** BEGIN Available records **
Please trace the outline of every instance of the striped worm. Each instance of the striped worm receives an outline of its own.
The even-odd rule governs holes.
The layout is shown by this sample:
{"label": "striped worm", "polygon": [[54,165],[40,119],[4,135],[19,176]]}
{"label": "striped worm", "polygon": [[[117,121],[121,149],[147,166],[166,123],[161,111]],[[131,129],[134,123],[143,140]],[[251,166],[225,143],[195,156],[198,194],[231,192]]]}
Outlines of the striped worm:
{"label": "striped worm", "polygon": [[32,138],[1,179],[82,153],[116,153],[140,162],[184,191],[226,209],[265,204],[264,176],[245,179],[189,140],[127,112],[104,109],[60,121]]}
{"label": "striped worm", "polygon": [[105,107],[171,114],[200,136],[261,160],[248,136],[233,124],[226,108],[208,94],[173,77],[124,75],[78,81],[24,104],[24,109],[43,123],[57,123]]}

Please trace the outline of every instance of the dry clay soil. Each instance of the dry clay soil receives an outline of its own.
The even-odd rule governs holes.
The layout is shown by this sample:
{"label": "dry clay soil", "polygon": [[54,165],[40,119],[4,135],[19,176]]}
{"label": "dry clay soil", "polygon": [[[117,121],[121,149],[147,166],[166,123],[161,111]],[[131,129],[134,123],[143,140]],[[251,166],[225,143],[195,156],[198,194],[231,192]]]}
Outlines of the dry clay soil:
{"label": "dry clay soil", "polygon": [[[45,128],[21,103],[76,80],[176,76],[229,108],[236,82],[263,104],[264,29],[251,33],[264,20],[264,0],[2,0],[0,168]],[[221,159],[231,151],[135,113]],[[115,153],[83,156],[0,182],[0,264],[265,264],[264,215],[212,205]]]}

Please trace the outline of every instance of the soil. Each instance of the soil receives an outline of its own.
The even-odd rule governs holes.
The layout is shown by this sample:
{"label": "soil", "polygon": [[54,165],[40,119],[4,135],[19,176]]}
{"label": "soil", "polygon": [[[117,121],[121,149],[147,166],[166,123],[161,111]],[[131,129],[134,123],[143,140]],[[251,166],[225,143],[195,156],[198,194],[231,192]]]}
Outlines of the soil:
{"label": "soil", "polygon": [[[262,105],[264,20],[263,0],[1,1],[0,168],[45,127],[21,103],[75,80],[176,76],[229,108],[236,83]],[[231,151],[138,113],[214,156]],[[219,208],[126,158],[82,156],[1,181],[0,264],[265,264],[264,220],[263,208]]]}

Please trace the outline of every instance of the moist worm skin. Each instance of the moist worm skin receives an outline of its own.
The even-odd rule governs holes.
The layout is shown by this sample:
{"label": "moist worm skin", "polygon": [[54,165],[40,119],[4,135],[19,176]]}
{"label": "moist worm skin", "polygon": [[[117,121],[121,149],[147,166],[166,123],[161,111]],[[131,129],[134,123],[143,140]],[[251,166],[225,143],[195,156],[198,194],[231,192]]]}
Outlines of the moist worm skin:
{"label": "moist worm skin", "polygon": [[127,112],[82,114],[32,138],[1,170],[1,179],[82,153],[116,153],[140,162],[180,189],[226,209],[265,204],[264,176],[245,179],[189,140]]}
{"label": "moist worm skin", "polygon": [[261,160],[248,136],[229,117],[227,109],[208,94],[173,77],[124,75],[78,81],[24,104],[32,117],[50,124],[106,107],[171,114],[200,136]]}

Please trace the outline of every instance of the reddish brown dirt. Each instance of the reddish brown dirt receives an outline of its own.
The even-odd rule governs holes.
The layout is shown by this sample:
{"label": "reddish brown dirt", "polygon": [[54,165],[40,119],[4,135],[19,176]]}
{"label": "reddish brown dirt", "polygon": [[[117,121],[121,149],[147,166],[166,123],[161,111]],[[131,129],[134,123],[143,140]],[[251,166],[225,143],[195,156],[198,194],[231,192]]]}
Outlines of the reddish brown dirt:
** END Available records **
[What is asked]
Give back all the data exactly as written.

[Written reply]
Please trace the outline of every instance of the striped worm. Each instance of the striped worm receives an outline of its own.
The even-odd rule governs holes.
The layout is shown by this sample:
{"label": "striped worm", "polygon": [[54,165],[40,119],[4,135],[19,176]]}
{"label": "striped worm", "polygon": [[[117,121],[121,149],[147,166],[166,123],[161,111]],[[131,129],[134,123],[143,140]],[[251,166],[225,143],[195,156],[198,194],[231,192]]]}
Outlines of the striped worm:
{"label": "striped worm", "polygon": [[32,138],[1,179],[82,153],[116,153],[140,162],[184,191],[226,209],[265,204],[264,176],[245,179],[189,140],[127,112],[104,109],[60,121]]}
{"label": "striped worm", "polygon": [[105,107],[171,114],[200,136],[261,160],[248,136],[233,124],[226,108],[208,94],[173,77],[124,75],[78,81],[24,104],[24,109],[43,123],[57,123]]}

Please trace the outline of every instance of the dry clay soil. Each instance of the dry clay soil receives an outline of its own.
The even-odd rule governs holes.
The layout is shown by this sample:
{"label": "dry clay soil", "polygon": [[54,165],[40,119],[4,135],[19,176]]}
{"label": "dry clay soil", "polygon": [[[117,121],[121,149],[147,166],[166,123],[161,111]],[[131,129],[134,123],[143,140]],[[251,166],[225,143],[195,156],[198,194],[231,192]]]}
Outlines of the dry clay soil:
{"label": "dry clay soil", "polygon": [[[45,128],[21,103],[76,80],[176,76],[229,108],[236,82],[263,104],[264,29],[251,33],[264,20],[264,0],[2,0],[0,168]],[[221,159],[231,151],[135,113]],[[115,153],[83,156],[0,182],[0,264],[265,264],[264,215],[212,205]]]}

Please trace the outline of every instance of the soil. Each instance of the soil receives an outline of its own.
The even-odd rule governs holes.
The layout is shown by this sample:
{"label": "soil", "polygon": [[54,165],[40,119],[4,135],[19,176]]}
{"label": "soil", "polygon": [[[117,121],[121,149],[147,166],[166,123],[161,111]],[[131,129],[134,123],[143,140]],[[251,166],[225,143],[195,156],[198,194],[231,192]]]}
Outlines of the soil:
{"label": "soil", "polygon": [[[262,105],[264,20],[263,0],[1,1],[0,168],[45,127],[21,103],[75,80],[176,76],[229,108],[236,83]],[[231,151],[138,113],[214,156]],[[219,208],[126,158],[82,156],[1,181],[0,264],[265,264],[264,220],[263,208]]]}

Please trace the outline of every instance of the moist worm skin. Each instance of the moist worm skin receives an outline of its own.
The even-odd rule governs holes.
The layout is shown by this sample:
{"label": "moist worm skin", "polygon": [[54,165],[40,119],[4,135],[19,176]]}
{"label": "moist worm skin", "polygon": [[[117,121],[121,149],[147,166],[166,123],[161,111]],[[131,129],[134,123],[143,140]],[[251,166],[225,143],[195,156],[198,194],[231,192]]]}
Outlines of the moist worm skin:
{"label": "moist worm skin", "polygon": [[127,112],[82,114],[32,138],[1,170],[1,179],[82,153],[116,153],[140,162],[180,189],[226,209],[265,204],[264,176],[245,179],[189,140]]}
{"label": "moist worm skin", "polygon": [[261,160],[248,136],[229,117],[227,109],[208,94],[173,77],[124,75],[78,81],[24,104],[32,117],[50,124],[106,107],[171,114],[200,136]]}

Please trace the outline of every instance of the reddish brown dirt. Each instance of the reddish brown dirt receives an outline of its own.
The even-odd rule governs holes.
The layout is shown by this sample:
{"label": "reddish brown dirt", "polygon": [[54,165],[40,119],[4,135],[19,176]]}
{"label": "reddish brown dirt", "polygon": [[[117,121],[121,149],[147,166],[166,123],[161,111]],[[131,129],[134,123],[143,140]],[[251,166],[225,143],[195,156],[198,194],[231,192]]]}
Outlines of the reddish brown dirt:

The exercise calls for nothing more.